YOUR TASK.
Select each line of the records that contains the string "bush" and copy those lines.

(Object position labeling entries)
--- Start ---

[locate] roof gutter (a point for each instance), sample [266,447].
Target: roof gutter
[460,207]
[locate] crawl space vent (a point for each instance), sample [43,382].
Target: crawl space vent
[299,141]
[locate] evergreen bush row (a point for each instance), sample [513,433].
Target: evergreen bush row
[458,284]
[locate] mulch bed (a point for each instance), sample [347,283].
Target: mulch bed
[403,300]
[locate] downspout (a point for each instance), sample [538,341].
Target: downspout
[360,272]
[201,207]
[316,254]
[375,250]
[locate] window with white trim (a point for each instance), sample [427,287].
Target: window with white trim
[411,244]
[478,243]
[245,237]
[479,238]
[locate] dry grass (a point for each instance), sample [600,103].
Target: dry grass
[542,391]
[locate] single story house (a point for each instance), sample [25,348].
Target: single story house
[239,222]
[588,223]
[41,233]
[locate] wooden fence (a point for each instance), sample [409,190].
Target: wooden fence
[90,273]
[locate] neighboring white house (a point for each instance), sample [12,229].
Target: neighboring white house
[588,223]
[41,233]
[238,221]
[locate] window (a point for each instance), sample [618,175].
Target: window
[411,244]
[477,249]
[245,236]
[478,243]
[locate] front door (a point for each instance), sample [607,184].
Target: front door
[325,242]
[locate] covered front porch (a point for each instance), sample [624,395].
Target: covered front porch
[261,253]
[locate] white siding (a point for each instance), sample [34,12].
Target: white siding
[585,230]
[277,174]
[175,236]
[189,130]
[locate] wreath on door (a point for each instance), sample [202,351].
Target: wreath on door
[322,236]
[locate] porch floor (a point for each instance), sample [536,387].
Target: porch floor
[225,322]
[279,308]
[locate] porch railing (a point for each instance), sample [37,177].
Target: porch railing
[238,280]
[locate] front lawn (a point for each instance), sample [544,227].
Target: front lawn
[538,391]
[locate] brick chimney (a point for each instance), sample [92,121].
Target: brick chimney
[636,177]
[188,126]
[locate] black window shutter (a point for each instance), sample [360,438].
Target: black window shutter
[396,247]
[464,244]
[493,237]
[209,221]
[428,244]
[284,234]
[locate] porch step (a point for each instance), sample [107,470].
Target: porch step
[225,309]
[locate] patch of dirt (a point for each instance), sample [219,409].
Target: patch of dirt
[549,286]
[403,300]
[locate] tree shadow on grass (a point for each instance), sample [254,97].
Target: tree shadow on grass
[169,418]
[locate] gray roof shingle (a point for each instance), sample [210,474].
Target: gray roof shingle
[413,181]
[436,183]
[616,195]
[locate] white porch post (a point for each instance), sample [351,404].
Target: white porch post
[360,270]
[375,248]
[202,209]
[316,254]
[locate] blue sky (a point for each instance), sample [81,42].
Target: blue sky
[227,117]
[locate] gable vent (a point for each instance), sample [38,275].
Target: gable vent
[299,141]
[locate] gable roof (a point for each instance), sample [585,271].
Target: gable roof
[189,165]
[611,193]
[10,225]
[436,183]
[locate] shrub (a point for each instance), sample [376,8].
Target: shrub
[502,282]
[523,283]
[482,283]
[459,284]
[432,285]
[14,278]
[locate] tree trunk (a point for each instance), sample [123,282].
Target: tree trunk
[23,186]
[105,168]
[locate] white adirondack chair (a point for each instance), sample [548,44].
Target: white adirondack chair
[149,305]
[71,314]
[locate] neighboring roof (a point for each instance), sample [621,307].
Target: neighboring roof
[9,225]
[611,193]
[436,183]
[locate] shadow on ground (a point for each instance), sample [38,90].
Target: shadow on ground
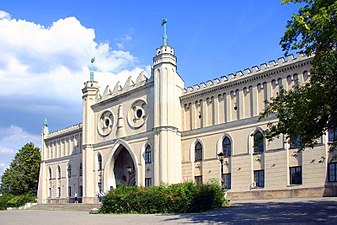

--- End ---

SOLUTION TO THIS PROBLEM.
[locate] evergreen bush row (a point for each instance), sample [513,433].
Target: evergreen bush row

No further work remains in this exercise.